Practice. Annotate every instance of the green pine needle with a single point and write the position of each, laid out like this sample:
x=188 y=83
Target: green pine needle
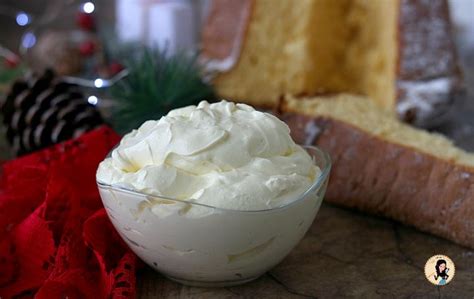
x=156 y=84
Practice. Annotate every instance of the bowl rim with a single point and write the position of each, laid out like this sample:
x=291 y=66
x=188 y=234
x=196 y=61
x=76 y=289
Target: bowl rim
x=317 y=184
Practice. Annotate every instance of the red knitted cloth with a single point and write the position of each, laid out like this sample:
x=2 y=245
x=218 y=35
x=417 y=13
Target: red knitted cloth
x=55 y=238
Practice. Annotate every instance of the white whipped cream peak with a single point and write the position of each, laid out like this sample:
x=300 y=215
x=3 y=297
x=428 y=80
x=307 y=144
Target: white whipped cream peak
x=223 y=154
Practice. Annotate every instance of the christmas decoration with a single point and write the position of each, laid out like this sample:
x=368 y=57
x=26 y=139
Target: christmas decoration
x=57 y=241
x=41 y=111
x=156 y=84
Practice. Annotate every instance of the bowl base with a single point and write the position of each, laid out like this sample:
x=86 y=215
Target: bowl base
x=212 y=284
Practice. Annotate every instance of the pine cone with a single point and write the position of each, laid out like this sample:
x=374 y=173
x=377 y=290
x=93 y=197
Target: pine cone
x=41 y=111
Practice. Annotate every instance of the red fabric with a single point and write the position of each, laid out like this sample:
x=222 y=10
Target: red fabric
x=55 y=238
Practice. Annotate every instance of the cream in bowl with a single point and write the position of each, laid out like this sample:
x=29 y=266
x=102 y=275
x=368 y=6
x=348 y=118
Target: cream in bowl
x=214 y=194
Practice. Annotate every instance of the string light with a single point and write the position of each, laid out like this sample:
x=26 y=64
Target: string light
x=28 y=40
x=98 y=83
x=93 y=100
x=22 y=19
x=88 y=7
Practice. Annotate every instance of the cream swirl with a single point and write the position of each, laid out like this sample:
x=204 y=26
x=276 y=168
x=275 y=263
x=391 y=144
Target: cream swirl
x=222 y=154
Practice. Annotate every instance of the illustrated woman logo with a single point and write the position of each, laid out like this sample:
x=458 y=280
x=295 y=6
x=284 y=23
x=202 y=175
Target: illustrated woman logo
x=441 y=275
x=439 y=270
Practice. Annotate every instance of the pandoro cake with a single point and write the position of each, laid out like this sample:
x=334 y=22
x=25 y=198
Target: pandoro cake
x=399 y=53
x=386 y=167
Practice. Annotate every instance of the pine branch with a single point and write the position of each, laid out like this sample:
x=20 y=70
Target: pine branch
x=156 y=84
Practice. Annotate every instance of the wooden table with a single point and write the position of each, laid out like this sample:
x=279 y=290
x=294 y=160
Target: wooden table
x=345 y=254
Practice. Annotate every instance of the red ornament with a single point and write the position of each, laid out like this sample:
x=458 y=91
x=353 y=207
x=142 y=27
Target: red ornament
x=115 y=68
x=11 y=62
x=85 y=21
x=87 y=48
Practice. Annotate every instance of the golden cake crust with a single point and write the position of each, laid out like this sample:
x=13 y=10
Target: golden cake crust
x=376 y=176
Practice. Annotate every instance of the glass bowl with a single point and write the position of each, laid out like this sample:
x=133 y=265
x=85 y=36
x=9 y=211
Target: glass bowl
x=201 y=245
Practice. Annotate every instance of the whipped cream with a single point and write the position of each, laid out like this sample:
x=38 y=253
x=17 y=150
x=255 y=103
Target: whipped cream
x=223 y=154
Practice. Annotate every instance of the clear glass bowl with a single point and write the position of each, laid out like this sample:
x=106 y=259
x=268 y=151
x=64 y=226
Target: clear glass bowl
x=201 y=245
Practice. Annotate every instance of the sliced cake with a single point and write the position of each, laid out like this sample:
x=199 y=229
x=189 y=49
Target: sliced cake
x=398 y=52
x=383 y=166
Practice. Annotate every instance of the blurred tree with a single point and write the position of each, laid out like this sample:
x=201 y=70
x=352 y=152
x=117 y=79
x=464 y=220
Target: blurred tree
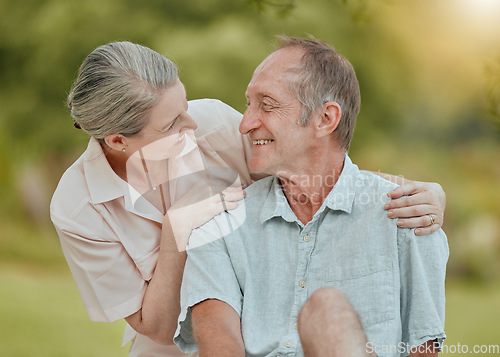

*-*-*

## ABOUT THIS EXERCISE
Return all material verbatim, pictures omitted.

## SOLUTION
Practice. Annotate every instance of the green pine needle with a single point and write the position of each, laid out like this sample:
x=188 y=83
Target: green pine needle
x=156 y=84
Practice. Annotate every instance of the bowl rim with a single point and write the position of each, laid out like this sample:
x=291 y=66
x=188 y=234
x=196 y=61
x=76 y=289
Target: bowl rim
x=317 y=184
Practice. Annotate every instance of the red knitted cloth with a single point and write the position of each, laid out like this sample:
x=2 y=245
x=218 y=35
x=417 y=13
Target: red knitted cloth
x=55 y=238
Practice. Annotate every instance of the white whipped cream peak with a single point and write the position of each, laid out like this sample:
x=300 y=215
x=3 y=297
x=428 y=80
x=307 y=144
Target: white whipped cream peak
x=223 y=154
Practice. Annotate every instance of the christmas decoration with a single point and write the position of each, laid out like this sample:
x=368 y=57
x=26 y=139
Target: christmas decoration
x=57 y=241
x=41 y=111
x=156 y=84
Practice. Annotate every instance of the bowl base with a single point and write the position of each, laid out like this sample:
x=86 y=215
Target: bowl base
x=212 y=284
Practice. Annotate every instance of the pine cone with a single point and write the position of each, laid out like this sample:
x=374 y=173
x=377 y=290
x=93 y=197
Target: pine cone
x=41 y=111
Practice. Annotate every instance of the red fabric with a single point and write the position of each, laid out like this sample:
x=222 y=10
Target: red fabric
x=55 y=238
Practice. Annotate every instance of the cream in bowl with a single point and write the position of each, laid out like this sample:
x=29 y=266
x=102 y=275
x=368 y=6
x=348 y=118
Target: cream in bowl
x=214 y=194
Practice. Annotate every instance of the string light with a single point and write the position of each, laid out like this sample:
x=26 y=64
Target: string light
x=28 y=40
x=98 y=83
x=93 y=100
x=22 y=19
x=88 y=7
Practice. Annotate every instance of the cream swirl with a single point and write the position of each, laid out like this sample:
x=204 y=26
x=276 y=168
x=275 y=263
x=391 y=144
Target: cream swirl
x=222 y=154
Practice. Annotate every instance of the illustrated woman logo with a single point and write the position of each, laid out like this sample:
x=458 y=280
x=295 y=6
x=284 y=23
x=202 y=175
Target: illustrated woman logo
x=441 y=275
x=439 y=270
Practice. Annotate every instance of the pandoro cake with a single point and write the position of each, laid out like this sample:
x=334 y=22
x=25 y=198
Target: pandoro cake
x=399 y=53
x=386 y=167
Practice. Annotate every instance of the pine branch with a single point and write the position of each, laid out like this sample:
x=20 y=70
Target: pine branch
x=156 y=84
Practice. Annotate every instance of the wooden table with a single point and write the position of each, laid out like this sample:
x=279 y=290
x=294 y=160
Target: wooden table
x=345 y=254
Practice. Annotate every instance of the red ornament with a single point and write the position of each, laid out like this sample:
x=458 y=91
x=353 y=207
x=142 y=27
Target: red ornament
x=115 y=68
x=11 y=62
x=85 y=21
x=87 y=48
Practice. Annotate every instance of the golden cake crust with a single point and write the position of each, laid out like this sample:
x=13 y=10
Target: golden cake crust
x=376 y=176
Practice. Annotate every instance of the glass bowl with a single point and write the position of each, laid out like this sample:
x=133 y=265
x=85 y=36
x=9 y=211
Target: glass bowl
x=201 y=245
Practice. Annotate every instance of the whipped cream with a single point and write the position of each, laid out like this sample:
x=38 y=253
x=17 y=150
x=255 y=103
Target: whipped cream
x=223 y=154
Practice. Annotate every instance of the clear glass bowl with a single point and write the position of each, laid out like this sample:
x=106 y=259
x=268 y=151
x=64 y=226
Target: clear glass bowl
x=201 y=245
Practice. Annotate every instance of the sliced cake with a single point and write the position of each, laid out like this sample:
x=199 y=229
x=189 y=49
Target: sliced cake
x=398 y=52
x=383 y=166
Practice. Annotate every instance of the blurred tree with a single point and write the position of each, laid out like this sample:
x=201 y=70
x=352 y=152
x=117 y=79
x=464 y=220
Target: blurred tree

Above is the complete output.